[Work task] For the entries that follow, state how many lines include the word "hillside", giving the number and nothing else.

[Referring expression pointing data]

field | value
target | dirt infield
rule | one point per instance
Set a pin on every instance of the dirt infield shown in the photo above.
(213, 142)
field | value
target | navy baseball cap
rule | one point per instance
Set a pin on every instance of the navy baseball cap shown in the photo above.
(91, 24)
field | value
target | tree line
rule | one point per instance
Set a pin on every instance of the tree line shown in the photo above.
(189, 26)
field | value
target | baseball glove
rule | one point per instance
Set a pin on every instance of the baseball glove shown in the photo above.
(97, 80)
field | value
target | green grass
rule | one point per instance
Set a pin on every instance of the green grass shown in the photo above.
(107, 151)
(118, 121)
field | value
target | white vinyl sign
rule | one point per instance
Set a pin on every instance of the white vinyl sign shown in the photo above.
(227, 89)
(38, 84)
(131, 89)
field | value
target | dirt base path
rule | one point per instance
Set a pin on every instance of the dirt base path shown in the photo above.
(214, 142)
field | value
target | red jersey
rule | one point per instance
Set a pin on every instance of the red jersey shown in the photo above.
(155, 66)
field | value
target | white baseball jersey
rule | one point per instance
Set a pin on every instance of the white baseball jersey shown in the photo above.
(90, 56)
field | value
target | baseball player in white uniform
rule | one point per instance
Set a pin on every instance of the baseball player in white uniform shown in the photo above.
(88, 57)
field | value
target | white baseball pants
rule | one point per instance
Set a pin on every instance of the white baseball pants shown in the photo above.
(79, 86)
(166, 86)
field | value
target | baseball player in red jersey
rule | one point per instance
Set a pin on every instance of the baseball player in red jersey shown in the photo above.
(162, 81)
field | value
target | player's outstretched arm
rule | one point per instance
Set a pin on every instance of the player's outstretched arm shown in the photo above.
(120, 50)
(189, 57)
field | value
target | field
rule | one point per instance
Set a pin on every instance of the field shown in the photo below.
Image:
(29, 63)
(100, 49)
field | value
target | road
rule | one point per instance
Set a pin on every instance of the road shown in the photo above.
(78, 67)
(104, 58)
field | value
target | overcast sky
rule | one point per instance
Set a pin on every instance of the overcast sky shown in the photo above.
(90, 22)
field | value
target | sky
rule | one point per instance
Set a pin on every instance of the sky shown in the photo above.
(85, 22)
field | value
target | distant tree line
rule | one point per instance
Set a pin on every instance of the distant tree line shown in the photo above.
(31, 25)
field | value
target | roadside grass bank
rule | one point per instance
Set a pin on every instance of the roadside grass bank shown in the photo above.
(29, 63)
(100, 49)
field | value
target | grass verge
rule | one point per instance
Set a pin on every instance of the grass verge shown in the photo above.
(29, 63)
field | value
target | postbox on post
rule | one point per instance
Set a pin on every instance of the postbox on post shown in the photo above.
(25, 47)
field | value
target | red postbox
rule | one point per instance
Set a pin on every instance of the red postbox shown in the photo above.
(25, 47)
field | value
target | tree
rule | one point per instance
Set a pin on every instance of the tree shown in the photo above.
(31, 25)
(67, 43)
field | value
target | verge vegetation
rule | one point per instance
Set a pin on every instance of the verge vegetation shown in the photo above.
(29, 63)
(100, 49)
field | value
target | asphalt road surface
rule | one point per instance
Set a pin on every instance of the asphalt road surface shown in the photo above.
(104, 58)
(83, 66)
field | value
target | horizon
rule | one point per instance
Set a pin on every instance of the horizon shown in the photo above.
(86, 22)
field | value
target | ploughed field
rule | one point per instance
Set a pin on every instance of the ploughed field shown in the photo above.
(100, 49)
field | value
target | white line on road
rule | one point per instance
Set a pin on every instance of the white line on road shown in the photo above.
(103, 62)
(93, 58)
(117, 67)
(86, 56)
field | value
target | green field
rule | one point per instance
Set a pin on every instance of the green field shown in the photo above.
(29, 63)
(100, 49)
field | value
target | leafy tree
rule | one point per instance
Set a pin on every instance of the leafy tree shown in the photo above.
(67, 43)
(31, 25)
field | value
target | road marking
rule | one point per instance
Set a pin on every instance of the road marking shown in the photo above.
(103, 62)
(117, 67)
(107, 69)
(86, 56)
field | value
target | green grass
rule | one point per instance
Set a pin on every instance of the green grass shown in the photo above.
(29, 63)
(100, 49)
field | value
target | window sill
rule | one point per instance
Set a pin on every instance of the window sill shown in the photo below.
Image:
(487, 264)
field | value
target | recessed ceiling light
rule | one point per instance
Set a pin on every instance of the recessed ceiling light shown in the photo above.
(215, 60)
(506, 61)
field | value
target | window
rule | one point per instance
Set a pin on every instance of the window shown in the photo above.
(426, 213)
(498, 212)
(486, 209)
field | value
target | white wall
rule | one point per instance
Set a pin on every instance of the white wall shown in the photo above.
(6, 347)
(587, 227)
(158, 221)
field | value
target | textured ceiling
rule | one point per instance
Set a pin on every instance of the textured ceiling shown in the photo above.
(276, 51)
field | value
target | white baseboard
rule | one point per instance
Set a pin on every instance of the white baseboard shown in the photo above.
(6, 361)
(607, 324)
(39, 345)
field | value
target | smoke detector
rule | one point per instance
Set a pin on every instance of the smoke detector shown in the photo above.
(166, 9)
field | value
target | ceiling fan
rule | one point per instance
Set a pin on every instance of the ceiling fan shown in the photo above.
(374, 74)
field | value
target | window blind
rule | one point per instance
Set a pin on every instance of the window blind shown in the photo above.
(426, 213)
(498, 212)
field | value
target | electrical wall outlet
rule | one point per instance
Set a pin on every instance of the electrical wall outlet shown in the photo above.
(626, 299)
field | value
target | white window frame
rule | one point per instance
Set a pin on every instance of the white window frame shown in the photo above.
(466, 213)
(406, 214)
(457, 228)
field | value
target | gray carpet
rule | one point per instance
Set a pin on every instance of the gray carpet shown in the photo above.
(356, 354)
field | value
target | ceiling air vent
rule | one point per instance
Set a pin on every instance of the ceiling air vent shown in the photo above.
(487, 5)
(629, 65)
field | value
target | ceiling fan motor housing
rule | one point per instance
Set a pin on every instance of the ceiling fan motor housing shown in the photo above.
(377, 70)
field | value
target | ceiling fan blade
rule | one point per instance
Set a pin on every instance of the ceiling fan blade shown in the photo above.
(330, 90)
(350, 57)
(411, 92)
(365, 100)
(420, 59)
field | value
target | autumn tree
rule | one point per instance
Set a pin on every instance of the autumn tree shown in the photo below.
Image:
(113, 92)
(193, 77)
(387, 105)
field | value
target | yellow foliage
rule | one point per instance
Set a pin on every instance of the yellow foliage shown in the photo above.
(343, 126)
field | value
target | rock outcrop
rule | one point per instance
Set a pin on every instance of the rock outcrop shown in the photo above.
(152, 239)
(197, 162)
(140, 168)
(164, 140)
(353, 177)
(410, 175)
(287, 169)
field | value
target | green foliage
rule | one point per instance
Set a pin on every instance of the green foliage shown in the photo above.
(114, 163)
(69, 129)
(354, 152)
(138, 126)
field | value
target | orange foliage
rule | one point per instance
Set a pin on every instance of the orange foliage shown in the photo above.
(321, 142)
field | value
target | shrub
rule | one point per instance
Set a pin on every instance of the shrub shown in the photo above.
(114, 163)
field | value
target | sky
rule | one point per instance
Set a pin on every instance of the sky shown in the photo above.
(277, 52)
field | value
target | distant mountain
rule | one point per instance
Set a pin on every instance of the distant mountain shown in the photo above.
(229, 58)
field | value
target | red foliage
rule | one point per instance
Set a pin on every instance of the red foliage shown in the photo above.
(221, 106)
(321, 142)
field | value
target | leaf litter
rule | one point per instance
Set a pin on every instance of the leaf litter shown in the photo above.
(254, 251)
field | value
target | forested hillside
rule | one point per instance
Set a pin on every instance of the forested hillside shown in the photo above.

[Task output] 2